The response must contain every line of the records that follow, duplicated exactly.

## [Records to process]
● ● ● ● ● ● ●

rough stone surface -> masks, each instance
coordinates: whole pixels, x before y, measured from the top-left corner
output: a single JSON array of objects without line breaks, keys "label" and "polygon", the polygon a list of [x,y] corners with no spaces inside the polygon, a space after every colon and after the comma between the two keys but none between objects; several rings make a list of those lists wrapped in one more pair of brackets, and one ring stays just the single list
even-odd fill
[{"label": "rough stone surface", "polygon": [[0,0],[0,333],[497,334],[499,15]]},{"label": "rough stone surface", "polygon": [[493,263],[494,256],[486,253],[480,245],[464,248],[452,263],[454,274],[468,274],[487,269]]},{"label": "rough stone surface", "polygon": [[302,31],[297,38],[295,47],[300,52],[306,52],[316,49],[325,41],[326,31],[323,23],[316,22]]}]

● ● ● ● ● ● ●

## [Solution for this exercise]
rough stone surface -> masks, each instance
coordinates: whole pixels, x before y, measured from the top-left corner
output: a single JSON array of objects without line breaks, keys "label" and "polygon", the polygon a list of [x,y] corners with no spaces inside the polygon, a space after every colon and after the comma between the two keys but none between objects; several rings make a list of those lists wrapped in one more pair of brackets, and one ring stays just the single list
even-odd fill
[{"label": "rough stone surface", "polygon": [[0,0],[0,333],[497,334],[499,15]]},{"label": "rough stone surface", "polygon": [[493,263],[494,256],[486,253],[480,245],[464,248],[452,263],[454,274],[468,274],[487,269]]},{"label": "rough stone surface", "polygon": [[302,31],[297,38],[295,47],[300,52],[306,52],[316,49],[325,41],[326,31],[323,23],[316,22]]}]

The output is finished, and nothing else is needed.